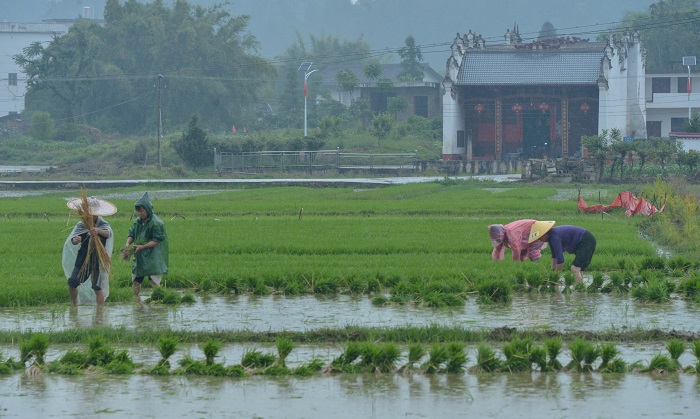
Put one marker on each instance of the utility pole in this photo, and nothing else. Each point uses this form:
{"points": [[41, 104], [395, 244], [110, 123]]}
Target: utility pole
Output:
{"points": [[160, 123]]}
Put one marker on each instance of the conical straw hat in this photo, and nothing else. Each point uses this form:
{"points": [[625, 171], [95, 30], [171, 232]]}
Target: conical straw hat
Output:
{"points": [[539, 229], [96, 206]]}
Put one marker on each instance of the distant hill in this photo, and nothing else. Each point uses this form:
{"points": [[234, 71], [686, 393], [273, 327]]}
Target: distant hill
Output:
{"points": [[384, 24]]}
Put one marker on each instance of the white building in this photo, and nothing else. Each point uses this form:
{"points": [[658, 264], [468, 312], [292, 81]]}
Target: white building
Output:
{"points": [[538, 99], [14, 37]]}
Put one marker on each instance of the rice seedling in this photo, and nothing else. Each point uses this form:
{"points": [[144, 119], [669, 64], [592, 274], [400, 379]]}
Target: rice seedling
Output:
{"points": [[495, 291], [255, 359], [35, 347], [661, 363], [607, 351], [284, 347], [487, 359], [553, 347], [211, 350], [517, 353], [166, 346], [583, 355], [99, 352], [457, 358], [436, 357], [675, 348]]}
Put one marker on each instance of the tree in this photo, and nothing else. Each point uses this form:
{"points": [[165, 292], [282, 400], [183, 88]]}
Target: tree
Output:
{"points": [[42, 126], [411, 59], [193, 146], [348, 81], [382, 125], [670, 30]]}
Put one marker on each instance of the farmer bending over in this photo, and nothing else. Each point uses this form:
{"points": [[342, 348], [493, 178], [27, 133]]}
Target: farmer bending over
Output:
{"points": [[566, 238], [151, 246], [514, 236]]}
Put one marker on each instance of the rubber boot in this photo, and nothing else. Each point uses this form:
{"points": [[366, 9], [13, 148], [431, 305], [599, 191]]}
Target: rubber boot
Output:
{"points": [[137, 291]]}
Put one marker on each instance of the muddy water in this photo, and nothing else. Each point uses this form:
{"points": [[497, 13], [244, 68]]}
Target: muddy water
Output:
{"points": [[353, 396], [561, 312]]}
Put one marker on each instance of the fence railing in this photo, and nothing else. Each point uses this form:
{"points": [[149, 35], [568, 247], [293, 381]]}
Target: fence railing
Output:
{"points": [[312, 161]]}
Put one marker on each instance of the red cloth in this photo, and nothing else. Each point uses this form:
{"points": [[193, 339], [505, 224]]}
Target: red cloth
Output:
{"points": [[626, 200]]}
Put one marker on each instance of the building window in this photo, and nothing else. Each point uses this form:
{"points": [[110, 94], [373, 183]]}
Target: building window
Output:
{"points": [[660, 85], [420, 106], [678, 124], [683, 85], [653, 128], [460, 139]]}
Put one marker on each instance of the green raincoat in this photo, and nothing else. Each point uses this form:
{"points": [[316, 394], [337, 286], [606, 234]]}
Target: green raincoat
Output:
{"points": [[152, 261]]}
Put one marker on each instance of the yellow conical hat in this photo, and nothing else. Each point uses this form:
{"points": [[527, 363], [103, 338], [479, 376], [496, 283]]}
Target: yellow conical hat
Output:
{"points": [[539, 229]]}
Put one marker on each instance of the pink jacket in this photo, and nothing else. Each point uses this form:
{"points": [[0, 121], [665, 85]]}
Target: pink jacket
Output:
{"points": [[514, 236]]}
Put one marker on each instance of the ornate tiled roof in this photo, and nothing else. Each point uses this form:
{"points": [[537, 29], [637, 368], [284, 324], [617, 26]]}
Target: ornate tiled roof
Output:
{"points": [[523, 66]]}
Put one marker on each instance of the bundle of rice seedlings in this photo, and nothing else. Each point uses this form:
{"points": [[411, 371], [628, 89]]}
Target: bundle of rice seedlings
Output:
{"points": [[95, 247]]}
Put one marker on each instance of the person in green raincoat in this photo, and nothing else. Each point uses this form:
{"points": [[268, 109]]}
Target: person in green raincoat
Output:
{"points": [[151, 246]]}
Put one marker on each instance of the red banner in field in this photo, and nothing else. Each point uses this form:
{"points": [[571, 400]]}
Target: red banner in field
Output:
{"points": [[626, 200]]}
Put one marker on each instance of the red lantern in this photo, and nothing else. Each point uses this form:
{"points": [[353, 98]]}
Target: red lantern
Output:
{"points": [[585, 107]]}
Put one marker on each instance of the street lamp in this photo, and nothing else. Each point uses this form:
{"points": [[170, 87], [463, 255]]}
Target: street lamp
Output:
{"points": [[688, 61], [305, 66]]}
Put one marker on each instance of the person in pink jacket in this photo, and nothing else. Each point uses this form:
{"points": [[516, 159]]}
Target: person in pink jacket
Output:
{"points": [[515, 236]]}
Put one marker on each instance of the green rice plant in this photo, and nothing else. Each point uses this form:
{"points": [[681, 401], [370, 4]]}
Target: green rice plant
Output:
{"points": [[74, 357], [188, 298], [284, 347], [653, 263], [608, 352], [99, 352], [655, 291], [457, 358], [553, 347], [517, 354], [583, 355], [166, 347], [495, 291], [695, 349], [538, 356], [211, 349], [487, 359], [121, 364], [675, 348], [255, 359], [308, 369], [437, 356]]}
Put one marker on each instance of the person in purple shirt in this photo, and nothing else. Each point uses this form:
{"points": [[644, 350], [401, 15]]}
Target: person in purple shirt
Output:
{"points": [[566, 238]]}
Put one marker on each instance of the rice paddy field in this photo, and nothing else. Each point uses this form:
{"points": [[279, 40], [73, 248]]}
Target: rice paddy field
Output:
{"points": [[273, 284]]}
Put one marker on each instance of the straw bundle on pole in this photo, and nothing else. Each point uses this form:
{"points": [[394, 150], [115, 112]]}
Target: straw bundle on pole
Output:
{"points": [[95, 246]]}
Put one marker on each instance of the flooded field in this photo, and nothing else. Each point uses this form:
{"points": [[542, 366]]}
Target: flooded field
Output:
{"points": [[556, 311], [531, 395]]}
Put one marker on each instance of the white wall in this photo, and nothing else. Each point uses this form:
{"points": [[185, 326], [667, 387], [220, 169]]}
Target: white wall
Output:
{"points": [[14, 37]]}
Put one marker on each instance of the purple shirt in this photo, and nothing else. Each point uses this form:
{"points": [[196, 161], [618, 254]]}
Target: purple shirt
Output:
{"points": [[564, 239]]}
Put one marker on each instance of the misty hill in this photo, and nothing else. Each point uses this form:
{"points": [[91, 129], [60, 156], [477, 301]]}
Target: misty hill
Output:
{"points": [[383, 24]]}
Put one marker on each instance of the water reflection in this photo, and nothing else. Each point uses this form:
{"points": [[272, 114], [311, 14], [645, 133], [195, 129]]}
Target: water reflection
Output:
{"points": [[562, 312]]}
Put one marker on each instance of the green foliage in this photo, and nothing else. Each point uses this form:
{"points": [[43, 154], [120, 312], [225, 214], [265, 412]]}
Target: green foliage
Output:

* * * * * * * * *

▶ **YOUR OBJECTIVE**
Output the data exactly. Pictures don't belong in the result.

▶ **WORKED SOLUTION**
Put one marker on each instance of the utility pole in this photo, and nothing else. Each point uses this form:
{"points": [[41, 104], [395, 244], [110, 123]]}
Target: utility pole
Output:
{"points": [[160, 123]]}
Put one marker on each instance of the conical straw hat in this photo, and nothing else. Each point uses this form:
{"points": [[625, 171], [95, 30], [171, 232]]}
Target: conical straw hat
Output:
{"points": [[539, 229], [96, 206]]}
Put one marker on each instance of the distant hill in this photo, and nothing else. Each point uses this form:
{"points": [[234, 71], [686, 393], [273, 327]]}
Target: distant hill
Output:
{"points": [[384, 24]]}
Put one marker on each instance of the white building in this photo, and nothing else. Each point uses this form:
{"points": [[658, 264], [468, 312], [292, 81]]}
Target: white building
Output:
{"points": [[538, 99], [14, 37]]}
Put one marker on each instance of the rice seedling in this photo, and nothing else. Each point uses this form:
{"points": [[144, 119], [669, 64], [592, 274], [400, 379]]}
Target: rice seedling
Output:
{"points": [[495, 291], [255, 359], [35, 347], [661, 363], [607, 351], [284, 347], [487, 359], [553, 347], [211, 350], [517, 353], [166, 346], [583, 355], [99, 352], [457, 358], [436, 357], [675, 348]]}
Put one marker on each instance of the tree in this photo, and nothing else. Each point uses this form:
{"points": [[165, 292], [282, 400], [183, 88]]}
Target: tree
Output:
{"points": [[42, 126], [411, 59], [193, 146], [348, 81], [382, 125], [670, 30]]}
Put one marker on each instance of the farmer bending over in this photo, and nothing else. Each point uses this form:
{"points": [[342, 348], [493, 178], [27, 133]]}
Target: farmer bending over
Output:
{"points": [[566, 238], [151, 246], [514, 236]]}
Put one marker on each instance of the rubber boot in this photo, and nothing else. Each point uses this form:
{"points": [[366, 9], [13, 148], [431, 305], [599, 191]]}
Target: rubber boot
Output:
{"points": [[137, 291]]}
Put one marker on each instance of the muddy water in this photo, and nothing else. Each point uses this form:
{"points": [[497, 13], [244, 68]]}
Target: muddy water
Output:
{"points": [[353, 396], [561, 312]]}
Put one marker on each instance of the fence railing in this photo, and nothing else. Each point uses this form:
{"points": [[149, 35], [568, 247], [293, 381]]}
Target: fence railing
Output:
{"points": [[312, 161]]}
Put one marker on each instance of the red cloth in this photo, and nothing else. Each point uses this form:
{"points": [[193, 339], [505, 224]]}
Target: red cloth
Output:
{"points": [[626, 200]]}
Put one marker on each instance of the building window in this photo, and nothing else. Each point uses this form:
{"points": [[110, 94], [373, 183]]}
Target: building window
Output:
{"points": [[660, 85], [420, 106], [678, 124], [683, 85], [653, 128], [460, 139]]}
Put one marker on each instance of the green raincoat in this photo, and nothing else. Each point uses this form:
{"points": [[316, 394], [337, 286], [606, 234]]}
Target: green raincoat
Output:
{"points": [[152, 261]]}
Put one marker on each instance of the yellow conical hat in this photo, and nothing else. Each point uses this form:
{"points": [[527, 363], [103, 338], [479, 376], [496, 283]]}
Target: yellow conical hat
Output:
{"points": [[539, 229]]}
Put one marker on each instance of the pink jacket in this photo, and nothing else. Each point uses this form:
{"points": [[0, 121], [665, 85]]}
Target: pink jacket
Output:
{"points": [[514, 236]]}
Put one marker on each instance of the ornate tiled roof in this photo, and nothing else. Each point uses this form:
{"points": [[537, 29], [637, 368], [284, 324], [617, 26]]}
Target: ornate tiled roof
Output:
{"points": [[523, 66]]}
Put one marker on each instance of the bundle of rice seedlings in this photo, and nothing else. Each point uses this form:
{"points": [[411, 371], [628, 89]]}
Target: bundle of rice seedlings
Output:
{"points": [[95, 247]]}
Put one marker on each instance of the person in green raincoat in this photo, and nothing else. Each point uses this form:
{"points": [[268, 109]]}
Target: person in green raincoat
Output:
{"points": [[151, 246]]}
Put one marker on each instance of the red banner in field in this photo, and nothing else. Each point uses this form:
{"points": [[571, 400]]}
Target: red banner in field
Output:
{"points": [[626, 200]]}
Put one marker on each instance of the red lantern in this photo, and nothing else. Each point uses this form:
{"points": [[353, 98]]}
Target: red lantern
Output:
{"points": [[585, 107]]}
Put one marker on each instance of the street lamp in this photo, and nothing else. Each point uses this form:
{"points": [[170, 87], [463, 255]]}
Target: street lamp
Output:
{"points": [[688, 61], [305, 66]]}
Put one marker on each instance of the person in pink jacket in this photo, and nothing else. Each point uses this form:
{"points": [[516, 159]]}
Target: person in pink jacket
Output:
{"points": [[515, 236]]}
Put one marker on each instance of the green rice plant in this photo, and nothing else. Each point uses this form:
{"points": [[681, 401], [370, 4]]}
Target: green rice plant
Output:
{"points": [[74, 357], [188, 298], [284, 347], [653, 263], [608, 352], [99, 352], [655, 291], [457, 358], [553, 347], [517, 354], [583, 355], [166, 347], [495, 291], [695, 349], [538, 356], [211, 349], [487, 359], [121, 364], [675, 348], [255, 359], [308, 369], [437, 356]]}
Put one marker on each instance of the person in purple shirt in this photo, and nothing else. Each point uses this form:
{"points": [[644, 350], [401, 15]]}
Target: person in purple shirt
Output:
{"points": [[566, 238]]}
Put one marker on each instance of the rice paddy field in this photo, and nothing else. Each point uses this form:
{"points": [[279, 40], [73, 248]]}
Target: rice paddy field
Output:
{"points": [[273, 284]]}
Put one marker on each instance of the straw bundle on pole in this photo, and nothing else. Each point uses this form:
{"points": [[394, 150], [115, 112]]}
Target: straw bundle on pole
Output:
{"points": [[95, 246]]}
Put one marker on each instance of the flooded field in this photo, and nothing else. Each point uses this form:
{"points": [[542, 366]]}
Target: flooded field
Output:
{"points": [[556, 311], [531, 395]]}
Put one marker on each instance of the white wall in this photo, and nothing else. Each point uses this form:
{"points": [[185, 326], [667, 387], [220, 169]]}
Target: white wall
Output:
{"points": [[14, 37]]}
Put one marker on each instance of the purple shirt in this photo, and nothing else. Each point uses this form:
{"points": [[196, 161], [618, 254]]}
Target: purple shirt
Output:
{"points": [[564, 239]]}
Put one marker on each instance of the misty hill in this photo, and nothing else. Each point uses this form:
{"points": [[91, 129], [60, 156], [477, 301]]}
Target: misty hill
Output:
{"points": [[383, 24]]}
Put one marker on each instance of the water reflection in this photo, and nothing else. Each point uses this form:
{"points": [[272, 114], [311, 14], [645, 133], [195, 129]]}
Target: water reflection
Output:
{"points": [[562, 312]]}
Put one marker on each instance of the green foliage in this photo, and nothing else. Each point uses this form:
{"points": [[43, 154], [120, 312], [225, 214], [265, 412]]}
Target: green foliage
Output:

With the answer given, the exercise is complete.